■ **ACTIVITY**:
Write the records out again, precisely as they stand.

■ **EXTRACTED DATA**:
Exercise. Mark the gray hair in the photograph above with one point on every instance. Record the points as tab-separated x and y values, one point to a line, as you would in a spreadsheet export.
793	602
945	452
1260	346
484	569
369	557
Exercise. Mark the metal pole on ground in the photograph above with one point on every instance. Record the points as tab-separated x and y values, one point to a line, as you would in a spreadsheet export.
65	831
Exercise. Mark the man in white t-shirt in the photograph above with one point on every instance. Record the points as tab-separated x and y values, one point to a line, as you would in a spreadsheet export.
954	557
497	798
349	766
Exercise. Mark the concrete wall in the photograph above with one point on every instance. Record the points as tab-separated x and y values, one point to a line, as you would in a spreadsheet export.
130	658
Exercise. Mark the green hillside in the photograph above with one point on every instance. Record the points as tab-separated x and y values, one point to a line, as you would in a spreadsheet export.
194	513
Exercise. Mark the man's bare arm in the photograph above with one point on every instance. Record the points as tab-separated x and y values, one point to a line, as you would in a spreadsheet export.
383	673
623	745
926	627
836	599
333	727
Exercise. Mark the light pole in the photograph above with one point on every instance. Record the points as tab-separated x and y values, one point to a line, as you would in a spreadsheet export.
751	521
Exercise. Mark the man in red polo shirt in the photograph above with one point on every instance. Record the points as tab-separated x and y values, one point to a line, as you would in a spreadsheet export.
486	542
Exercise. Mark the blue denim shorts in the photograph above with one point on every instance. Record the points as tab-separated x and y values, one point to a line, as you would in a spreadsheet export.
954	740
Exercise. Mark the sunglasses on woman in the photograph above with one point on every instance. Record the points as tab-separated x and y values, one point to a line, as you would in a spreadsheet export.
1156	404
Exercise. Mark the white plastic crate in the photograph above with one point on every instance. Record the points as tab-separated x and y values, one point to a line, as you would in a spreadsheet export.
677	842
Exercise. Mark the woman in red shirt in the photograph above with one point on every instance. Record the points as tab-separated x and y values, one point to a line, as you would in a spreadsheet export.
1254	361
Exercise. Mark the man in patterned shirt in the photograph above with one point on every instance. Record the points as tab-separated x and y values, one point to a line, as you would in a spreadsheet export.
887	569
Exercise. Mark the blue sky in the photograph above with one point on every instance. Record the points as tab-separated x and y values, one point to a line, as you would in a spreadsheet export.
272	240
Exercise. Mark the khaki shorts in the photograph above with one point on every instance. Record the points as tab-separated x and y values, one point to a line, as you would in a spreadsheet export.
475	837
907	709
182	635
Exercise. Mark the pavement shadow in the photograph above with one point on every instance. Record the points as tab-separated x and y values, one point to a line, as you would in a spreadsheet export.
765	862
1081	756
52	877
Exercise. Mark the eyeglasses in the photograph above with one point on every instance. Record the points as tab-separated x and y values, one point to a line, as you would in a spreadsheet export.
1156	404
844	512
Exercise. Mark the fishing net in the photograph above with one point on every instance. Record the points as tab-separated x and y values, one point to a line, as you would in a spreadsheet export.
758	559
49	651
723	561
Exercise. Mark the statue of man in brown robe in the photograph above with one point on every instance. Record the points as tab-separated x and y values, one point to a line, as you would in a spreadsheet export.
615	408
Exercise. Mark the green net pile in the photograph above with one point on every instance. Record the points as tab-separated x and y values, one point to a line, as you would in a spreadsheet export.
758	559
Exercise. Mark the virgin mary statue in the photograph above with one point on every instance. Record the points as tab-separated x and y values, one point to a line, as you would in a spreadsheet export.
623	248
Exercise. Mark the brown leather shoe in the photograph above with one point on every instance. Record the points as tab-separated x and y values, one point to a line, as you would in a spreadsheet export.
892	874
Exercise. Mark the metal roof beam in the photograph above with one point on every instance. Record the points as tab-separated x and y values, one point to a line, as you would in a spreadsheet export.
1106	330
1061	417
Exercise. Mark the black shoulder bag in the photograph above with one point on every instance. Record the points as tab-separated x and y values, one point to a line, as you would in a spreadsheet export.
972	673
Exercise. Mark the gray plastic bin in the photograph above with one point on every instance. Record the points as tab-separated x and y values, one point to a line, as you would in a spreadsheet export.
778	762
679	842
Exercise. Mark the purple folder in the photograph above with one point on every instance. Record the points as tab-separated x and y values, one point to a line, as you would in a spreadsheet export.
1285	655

■ **PROBLEM SOLUTION**:
Exercise. Mark the gray hair in the photograph above with one point on every instance. Record the points as tab-separated x and y values, one point to a line, as you would in a spreadsheet export.
793	602
945	452
1260	346
484	569
369	557
Exercise. Mark the metal pole on ground in the photograph above with one point on every instance. Record the points as tab-separated x and y values, one point to a line, as you would in a spreadsheet export.
65	831
Exercise. Mark the man in white t-shirt in the photograph above with one point on every instance. Record the points as tab-separated x and y values, one point to a line, as you would in a spreadsheet export.
954	557
497	798
349	766
Exercise. Mark the concrete wall in the photograph above with one point on every instance. Record the points as tab-separated x and y values, one point to a line, as you would in a spreadsheet export.
130	658
Exercise. Mark the green hillside in the photograph above with one point on every instance. Record the points as tab-separated x and y values, one point to a line, as you would in a spreadsheet export.
194	513
Exercise. Mark the man's bare arm in the photograph above with one point on every instance. Record the points as tab-separated x and y values, one point to a line, as you would in a spreadsheet export.
383	673
623	745
926	627
836	599
333	727
Exercise. Mark the light pole in the photograph above with one point on every instance. Record the points as tab-separated x and y values, one point to a line, as you would in a spreadsheet export.
751	521
Exercise. Mark the man in red polo shirt in the photograph above with one point on every instance. Record the points as tab-separated x and y values, one point to a line, as you would in a spreadsheet export.
486	542
Exercise. Mark the blue denim shorts in the photograph above with one point on every instance. Record the points as tab-separated x and y values, one point to a line, as you would in a spreadsheet export.
954	740
Exercise. Mark the sunglasses on woman in the photograph above with one point on every instance. Record the points as tab-separated x and y values, one point to a line, as you would in a spreadsheet export.
1156	404
Exercise. Mark the white plastic crate in the photograph above with one point on every instance. Record the points as tab-separated x and y values, one point to a line, as you would in a spreadsheet export.
677	842
Exercise. Mark the woman in red shirt in the photograph above with one point on every instance. Record the points as tab-separated x and y values, one point to a line, as you would in a spreadsheet export.
1254	361
Exercise. Mark the man in patterned shirt in the photograph above with one point on every instance. Record the points as tab-separated x and y values, one point to a line, as you would in a spreadsheet export.
887	569
Exercise. Mark the blue sky in the photograph above with one point on every instance. Record the points as tab-separated x and y values, one point to a line, as you would in a spreadsheet export.
272	240
Exercise. Mark the khaki shorts in the photograph above with one point on every instance. Record the points as tab-separated x and y values, one point to a line, as you would in a spreadsheet export.
475	837
907	709
182	635
Exercise. Mark the pavement shadow in the photograph above with one point on every instance. Record the points as tab-separated x and y values, one point to a line, as you would in a spreadsheet export.
765	862
1081	756
52	877
Exercise. Mark the eyeglasses in the photograph above with one point on every instance. Record the points as tab-separated x and y values, one point to a line, as you would in a spreadsheet export.
1156	404
844	512
Exercise. Mark the fishing net in the photograph above with one point on every instance. Record the points as tab-separated x and y values, one point to a line, as you would in a spreadsheet export.
758	559
49	651
723	561
Exercise. Mark the statue of man in brown robe in the photograph above with one point on every instance. Record the points as tab-separated x and y values, one point to a line, as you would in a spreadsheet export.
615	408
Exercise. Mark the green net pile in the photograph above with one point on every instance. Record the points as tab-separated x and y values, one point to a line, as you would in a spreadsheet export.
758	559
Exercise. Mark the virgin mary statue in the photograph above with one point on every instance. Record the points as tab-separated x and y values, one point to a line, as you would in a spreadsheet export.
623	248
Exercise. Mark the brown leather shoe in the photograph above with one point on every instance. Record the points as tab-separated x and y values, one point to a line, as you would in a spreadsheet export.
892	874
Exercise. Mark the metal roof beam in the photograph above with one point on every instance. Record the points as tab-separated x and y values, one point to a line, as you would in a spreadsheet export.
1106	330
1061	417
Exercise. Mark the black shoulder bag in the photograph above with one point on every instance. Record the points as tab-separated x and y values, one point to a line, as you would in a spreadsheet export.
972	673
Exercise. Mark the gray plastic bin in the photograph above with one point on every instance. Record the points as tab-separated x and y values, one point to a line, as you would in a spreadsheet export.
778	762
679	842
Exercise. Mark the purple folder in the photograph above with one point on every instance. Record the points as tab-separated x and y values, one point to a line, as you would in a spreadsheet export.
1285	655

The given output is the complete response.